● Trecho do documento:
-.-.-
Carta Aberta ao Exmo. Ministro da Educação do Brasil

Sr. Fernando Haddad

Caro Ministro,

A REDE NACIONAL DE NEGRAS E NEGROS LGBT, entidade social, representada em 20 estados do Brasil e um Distrito Federal, que tem como objetivo o enfrentamento à homofobia, ao racismo, ao machismo, à intolerância religiosa e toda sorte de preconceitos e discriminação, vem respeitosamente dialogar com esse ministério acerca do uso do livro Caçadas de Pedrinho nas escolas e bibliotecas escolares de nosso país.

Entendemos que a literatura, antes mesmo de ser apenas arte pela arte, é uma ferramenta cultural, ideológica, formadora de opinião e reflexão sobre a sociedade em que vivemos.

Entendemos que o escritor Monteiro Lobato é uma personalidade conhecida e reconhecida internacionalmente pela grandeza de sua obra.

Entendemos ainda que durante muitos anos o Brasil viveu sob uma ótica de que não existia racismo, isso porque nossa nação foi pensada como uma nação de povos mestiços, criando a falsa impressão de que no Brasil não existe nem branco, nem negro, nem indígena, mas uma mistura de tudo, esse pensamento pode ser constatado na obra Macunaíma de Mario de Andrade.
-.-.-
● Exercícios propostos:
1 > Liste todas as pessoas mencionadas pelo nome na carta aberta.
2 > Filtre a listagem, mantendo apenas as linhas que contêm a palavra "block", e copie cada uma delas. Maiúsculas e minúsculas devem ser diferenciadas.

(Registros de uma fonte de dados)
-.-.-
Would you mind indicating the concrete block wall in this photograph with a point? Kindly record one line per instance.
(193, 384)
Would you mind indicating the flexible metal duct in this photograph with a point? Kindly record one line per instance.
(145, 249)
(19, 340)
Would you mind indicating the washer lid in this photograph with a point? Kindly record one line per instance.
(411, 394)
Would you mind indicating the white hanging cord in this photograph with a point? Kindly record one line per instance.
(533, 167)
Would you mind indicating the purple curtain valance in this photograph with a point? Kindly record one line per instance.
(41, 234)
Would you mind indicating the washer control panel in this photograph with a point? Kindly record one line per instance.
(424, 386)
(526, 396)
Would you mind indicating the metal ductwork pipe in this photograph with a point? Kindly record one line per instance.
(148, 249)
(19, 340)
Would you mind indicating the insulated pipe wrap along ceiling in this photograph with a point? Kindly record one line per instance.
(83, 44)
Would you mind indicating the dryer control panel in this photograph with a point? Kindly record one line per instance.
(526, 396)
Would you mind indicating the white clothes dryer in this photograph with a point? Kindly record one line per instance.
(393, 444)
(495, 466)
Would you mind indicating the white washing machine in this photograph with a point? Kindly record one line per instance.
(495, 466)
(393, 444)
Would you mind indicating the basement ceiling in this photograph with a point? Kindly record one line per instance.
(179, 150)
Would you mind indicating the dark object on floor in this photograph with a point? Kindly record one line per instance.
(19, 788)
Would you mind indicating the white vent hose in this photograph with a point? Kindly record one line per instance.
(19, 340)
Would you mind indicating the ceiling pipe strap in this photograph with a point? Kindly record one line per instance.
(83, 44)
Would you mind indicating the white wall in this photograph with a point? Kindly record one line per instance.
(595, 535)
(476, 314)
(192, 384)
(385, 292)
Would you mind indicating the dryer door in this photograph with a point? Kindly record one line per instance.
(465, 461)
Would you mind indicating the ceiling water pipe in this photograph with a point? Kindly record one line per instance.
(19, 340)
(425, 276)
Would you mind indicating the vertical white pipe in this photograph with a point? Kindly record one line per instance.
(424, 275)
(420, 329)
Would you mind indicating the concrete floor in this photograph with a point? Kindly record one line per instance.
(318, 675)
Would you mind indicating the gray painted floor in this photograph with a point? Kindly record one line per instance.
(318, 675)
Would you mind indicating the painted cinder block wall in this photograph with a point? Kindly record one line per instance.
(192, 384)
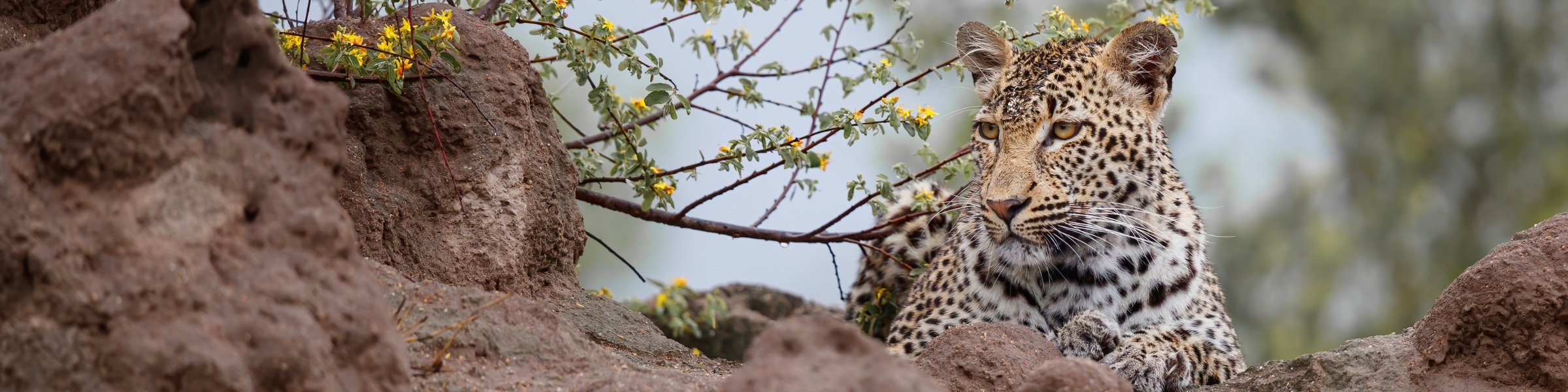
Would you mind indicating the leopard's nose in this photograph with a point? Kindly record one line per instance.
(1007, 209)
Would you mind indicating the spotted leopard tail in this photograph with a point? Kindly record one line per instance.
(882, 283)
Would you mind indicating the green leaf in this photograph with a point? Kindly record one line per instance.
(657, 98)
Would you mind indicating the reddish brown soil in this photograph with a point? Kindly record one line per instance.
(170, 212)
(985, 357)
(518, 228)
(1504, 322)
(824, 353)
(1073, 375)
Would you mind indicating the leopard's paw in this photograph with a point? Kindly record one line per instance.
(1088, 335)
(1150, 366)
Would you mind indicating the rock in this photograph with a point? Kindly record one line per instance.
(985, 357)
(822, 353)
(523, 344)
(518, 228)
(751, 311)
(170, 218)
(49, 14)
(1506, 319)
(1071, 375)
(1380, 363)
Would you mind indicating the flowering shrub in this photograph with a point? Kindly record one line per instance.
(672, 310)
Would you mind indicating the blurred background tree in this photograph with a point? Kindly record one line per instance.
(1448, 134)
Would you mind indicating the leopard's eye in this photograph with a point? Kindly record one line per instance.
(988, 129)
(1064, 131)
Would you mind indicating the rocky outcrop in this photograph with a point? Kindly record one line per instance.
(1073, 375)
(824, 353)
(507, 217)
(1504, 322)
(1380, 363)
(170, 212)
(519, 344)
(987, 357)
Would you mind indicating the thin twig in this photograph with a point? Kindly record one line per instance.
(957, 154)
(788, 184)
(488, 10)
(711, 85)
(617, 256)
(711, 161)
(840, 281)
(814, 110)
(880, 250)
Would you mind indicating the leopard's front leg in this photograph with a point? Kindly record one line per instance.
(1154, 358)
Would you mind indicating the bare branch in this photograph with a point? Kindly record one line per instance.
(788, 184)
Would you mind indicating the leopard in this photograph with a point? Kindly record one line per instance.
(1076, 221)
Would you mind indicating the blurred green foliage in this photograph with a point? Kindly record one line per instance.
(1448, 131)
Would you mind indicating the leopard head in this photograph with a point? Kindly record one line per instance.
(1065, 127)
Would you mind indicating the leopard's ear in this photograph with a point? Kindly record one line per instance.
(985, 54)
(1143, 57)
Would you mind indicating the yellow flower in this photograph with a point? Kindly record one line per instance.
(291, 43)
(924, 115)
(389, 33)
(385, 46)
(667, 190)
(443, 16)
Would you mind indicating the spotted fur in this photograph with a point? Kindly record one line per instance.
(1090, 239)
(911, 242)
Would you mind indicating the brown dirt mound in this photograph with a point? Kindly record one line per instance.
(1506, 319)
(518, 229)
(52, 14)
(1380, 363)
(985, 357)
(824, 353)
(1073, 375)
(170, 220)
(523, 344)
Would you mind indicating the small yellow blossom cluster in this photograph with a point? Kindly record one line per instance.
(294, 46)
(448, 30)
(346, 40)
(1059, 18)
(1169, 20)
(919, 116)
(665, 189)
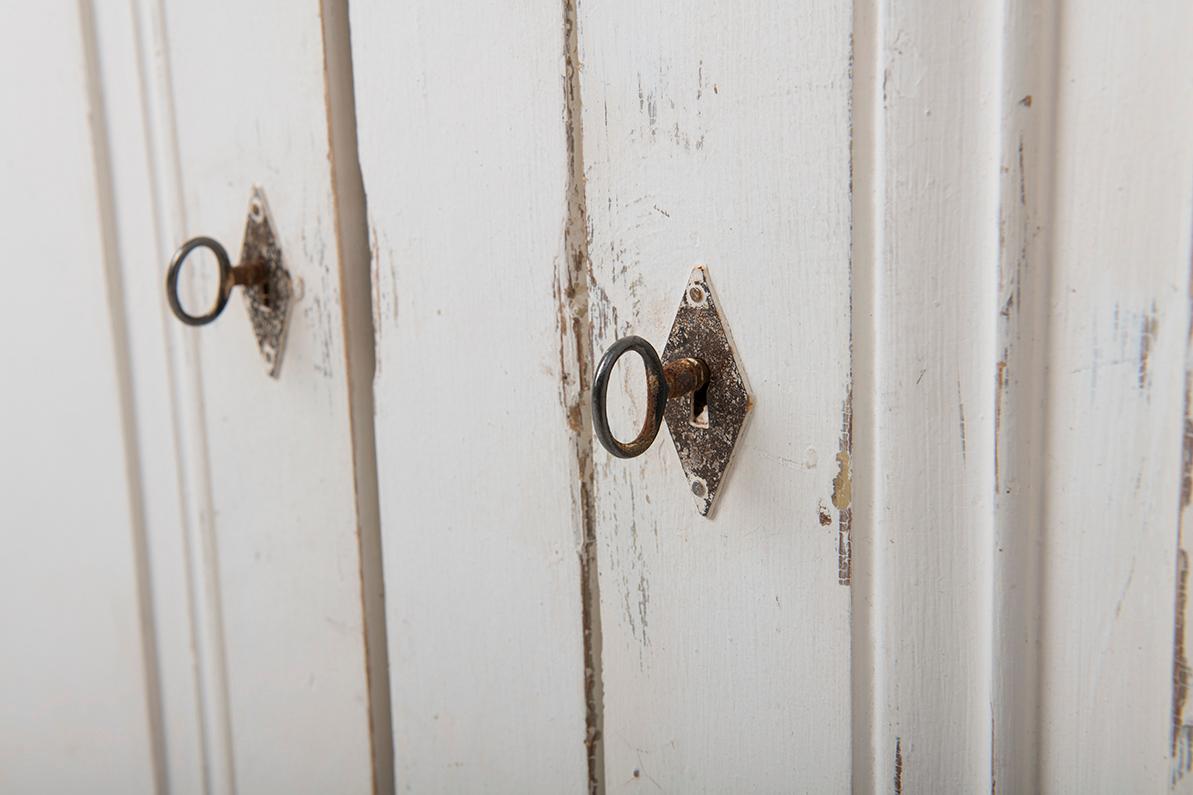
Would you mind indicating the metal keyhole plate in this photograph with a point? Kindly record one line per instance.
(267, 303)
(705, 439)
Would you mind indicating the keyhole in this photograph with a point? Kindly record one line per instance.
(700, 407)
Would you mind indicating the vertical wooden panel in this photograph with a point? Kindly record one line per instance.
(122, 121)
(1118, 343)
(79, 707)
(464, 151)
(717, 134)
(1026, 115)
(928, 287)
(274, 478)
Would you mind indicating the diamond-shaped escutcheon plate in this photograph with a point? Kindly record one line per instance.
(267, 303)
(705, 425)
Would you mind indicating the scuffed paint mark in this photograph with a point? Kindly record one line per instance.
(994, 756)
(1000, 389)
(1149, 326)
(1180, 664)
(1182, 732)
(960, 413)
(842, 493)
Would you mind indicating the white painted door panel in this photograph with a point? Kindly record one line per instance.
(951, 244)
(464, 149)
(76, 704)
(719, 135)
(278, 500)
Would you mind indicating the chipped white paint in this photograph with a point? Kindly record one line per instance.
(927, 127)
(193, 548)
(279, 529)
(718, 134)
(254, 564)
(1019, 414)
(464, 151)
(1116, 356)
(78, 713)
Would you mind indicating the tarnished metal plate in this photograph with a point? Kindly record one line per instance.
(267, 303)
(705, 441)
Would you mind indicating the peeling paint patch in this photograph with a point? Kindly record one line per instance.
(1000, 389)
(1149, 326)
(842, 493)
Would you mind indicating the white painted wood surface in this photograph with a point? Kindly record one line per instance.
(952, 246)
(463, 146)
(278, 486)
(78, 713)
(1117, 347)
(719, 134)
(927, 130)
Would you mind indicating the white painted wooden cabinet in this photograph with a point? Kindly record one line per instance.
(951, 242)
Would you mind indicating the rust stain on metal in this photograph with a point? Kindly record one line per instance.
(705, 437)
(266, 299)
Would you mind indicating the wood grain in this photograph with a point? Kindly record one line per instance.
(464, 152)
(926, 267)
(1117, 351)
(718, 135)
(274, 475)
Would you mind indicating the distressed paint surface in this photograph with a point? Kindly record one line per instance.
(718, 135)
(278, 492)
(926, 180)
(80, 708)
(477, 395)
(1116, 356)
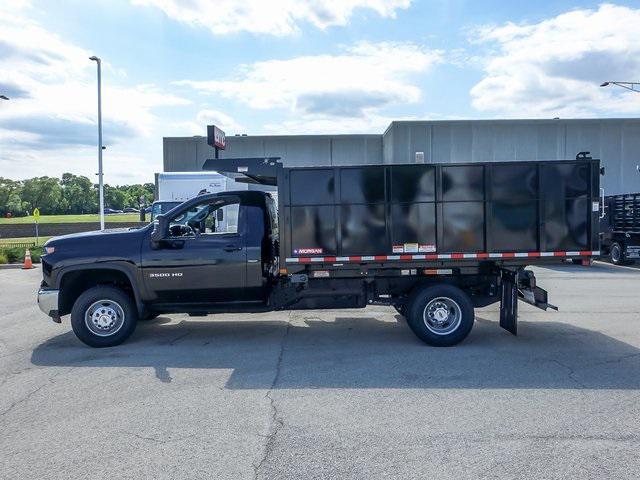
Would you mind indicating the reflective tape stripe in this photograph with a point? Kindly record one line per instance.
(441, 256)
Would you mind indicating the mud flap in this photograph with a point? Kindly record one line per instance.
(509, 301)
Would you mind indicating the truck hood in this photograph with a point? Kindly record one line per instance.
(95, 234)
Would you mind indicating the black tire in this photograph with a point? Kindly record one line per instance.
(103, 302)
(616, 254)
(440, 299)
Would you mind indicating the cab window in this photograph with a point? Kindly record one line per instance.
(216, 217)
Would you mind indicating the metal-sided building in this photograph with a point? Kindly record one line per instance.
(615, 141)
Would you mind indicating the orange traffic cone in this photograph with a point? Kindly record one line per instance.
(27, 260)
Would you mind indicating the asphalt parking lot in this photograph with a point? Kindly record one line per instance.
(331, 394)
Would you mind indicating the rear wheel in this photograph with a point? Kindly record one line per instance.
(103, 316)
(441, 315)
(617, 254)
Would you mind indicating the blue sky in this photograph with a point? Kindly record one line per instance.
(292, 66)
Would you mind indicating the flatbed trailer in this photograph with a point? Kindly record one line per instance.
(620, 228)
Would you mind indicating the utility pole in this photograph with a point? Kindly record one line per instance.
(100, 176)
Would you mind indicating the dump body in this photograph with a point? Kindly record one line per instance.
(510, 213)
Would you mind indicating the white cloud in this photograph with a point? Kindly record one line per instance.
(554, 67)
(52, 86)
(274, 17)
(363, 78)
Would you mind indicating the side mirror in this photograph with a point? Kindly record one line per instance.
(159, 232)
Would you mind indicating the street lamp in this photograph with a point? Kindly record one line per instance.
(100, 179)
(633, 86)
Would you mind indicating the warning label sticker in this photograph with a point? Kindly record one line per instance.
(307, 251)
(410, 248)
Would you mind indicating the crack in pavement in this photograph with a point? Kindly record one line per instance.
(276, 422)
(50, 381)
(160, 441)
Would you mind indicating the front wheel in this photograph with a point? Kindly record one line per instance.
(440, 315)
(617, 254)
(103, 316)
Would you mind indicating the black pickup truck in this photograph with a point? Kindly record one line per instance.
(432, 240)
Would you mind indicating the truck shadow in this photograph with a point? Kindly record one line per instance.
(363, 352)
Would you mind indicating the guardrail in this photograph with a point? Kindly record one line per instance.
(24, 245)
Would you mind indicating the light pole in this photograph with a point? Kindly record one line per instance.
(100, 179)
(633, 86)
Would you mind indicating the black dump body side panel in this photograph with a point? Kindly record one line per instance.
(439, 209)
(622, 214)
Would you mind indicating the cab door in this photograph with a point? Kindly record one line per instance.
(204, 258)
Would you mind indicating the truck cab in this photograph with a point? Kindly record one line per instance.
(215, 249)
(216, 252)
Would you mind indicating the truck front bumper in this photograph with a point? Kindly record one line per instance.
(48, 303)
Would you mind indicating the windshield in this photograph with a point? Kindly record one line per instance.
(162, 207)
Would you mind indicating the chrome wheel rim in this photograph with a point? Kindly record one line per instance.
(615, 253)
(104, 318)
(442, 316)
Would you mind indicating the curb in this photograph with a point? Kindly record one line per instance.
(12, 266)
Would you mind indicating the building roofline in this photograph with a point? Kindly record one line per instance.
(425, 122)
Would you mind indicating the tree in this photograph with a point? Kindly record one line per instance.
(44, 193)
(114, 197)
(79, 193)
(10, 197)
-.-.-
● Gabarito:
1 >
Fernando Haddad
Monteiro Lobato
Mario de Andrade

2 >
Would you mind indicating the concrete block wall in this photograph with a point? Kindly record one line per instance.
Would you mind indicating the painted cinder block wall in this photograph with a point? Kindly record one line per instance.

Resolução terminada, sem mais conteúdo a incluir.